Blogs > Jim Collins' Editor's Notebook

Jim Collins is editor emeritus of The News-Herald and also serves as executive in residence at Lakeland Community College. His popular weekly column appears each Sunday in Comment in The News-Herald.

Tuesday, July 14, 2015

Fond memories of Tony Ocepek, a man who lived a full life

I was going to write that Lake County lost one of its brightest, most innovative and most creative minds with the passing of Tony Ocepek of Waite Hill.
But that doesn’t scratch the surface in describing the far reaches of his thought process.
His memorial service a week ago yesterday at the First Presbyterian Church in Willoughby was a huge outpouring of friends who wanted to pay their respects to a man they knew so well — and for so many different reasons.
He did so many things for so many worthwhile causes. Yes, he owned a lot of radio stations all over the East Coast, including the former WPVL in Painesville. It would be difficult to list all of them. And he was a naturalist and nature lover beyond description. That’s why he and his wife, Peggy, gave their old schoolhouse home in Kirtland Hills to the Lake Metroparks District — so that young people could be taught in the ways of nature.

## Data
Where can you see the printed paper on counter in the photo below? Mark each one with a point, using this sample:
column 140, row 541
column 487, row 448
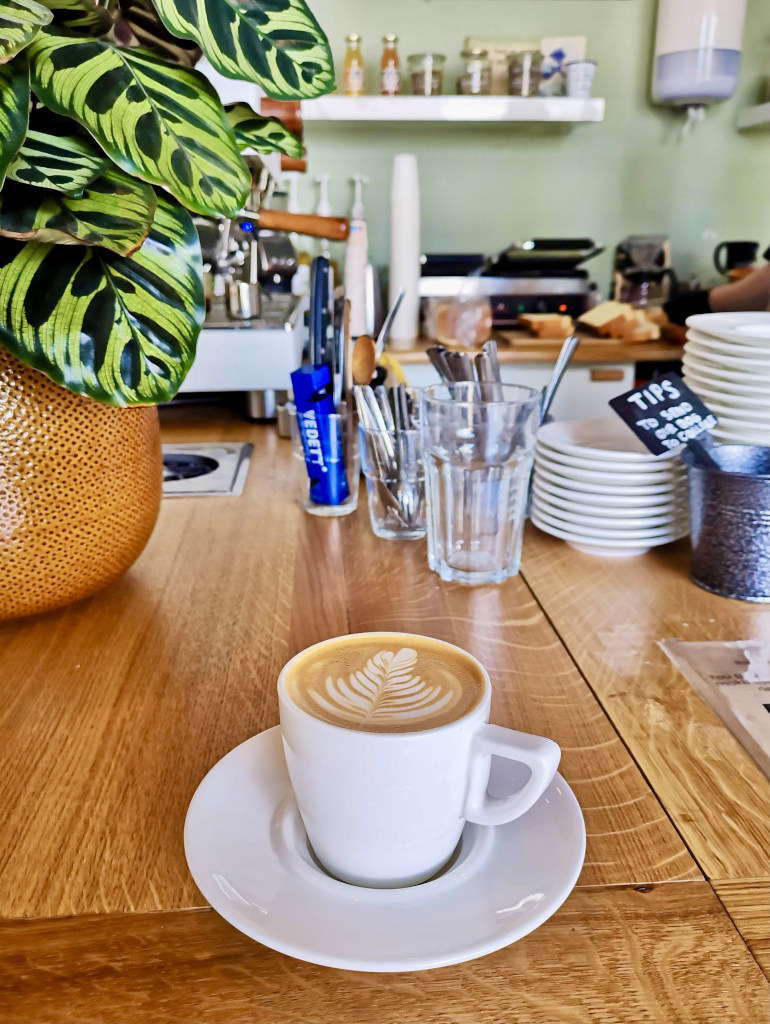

## Exercise instructions
[1] Answer these from the blog page:
(a) Where does Jim Collins serve as executive in residence?
(b) In which church was Tony Ocepek's memorial service held?
(c) To whom did Tony and Peggy Ocepek give their old schoolhouse home?
[2] Name every organization that appears anywhere on the blog page, counting newspapers, schools, churches, radio stations and park districts.
The listing plays no part in this work.

## Task results
[1]
(a) Lakeland Community College
(b) The First Presbyterian Church in Willoughby
(c) The Lake Metroparks District

[2]
- The News-Herald
- Lakeland Community College
- First Presbyterian Church (Willoughby)
- WPVL
- Lake Metroparks District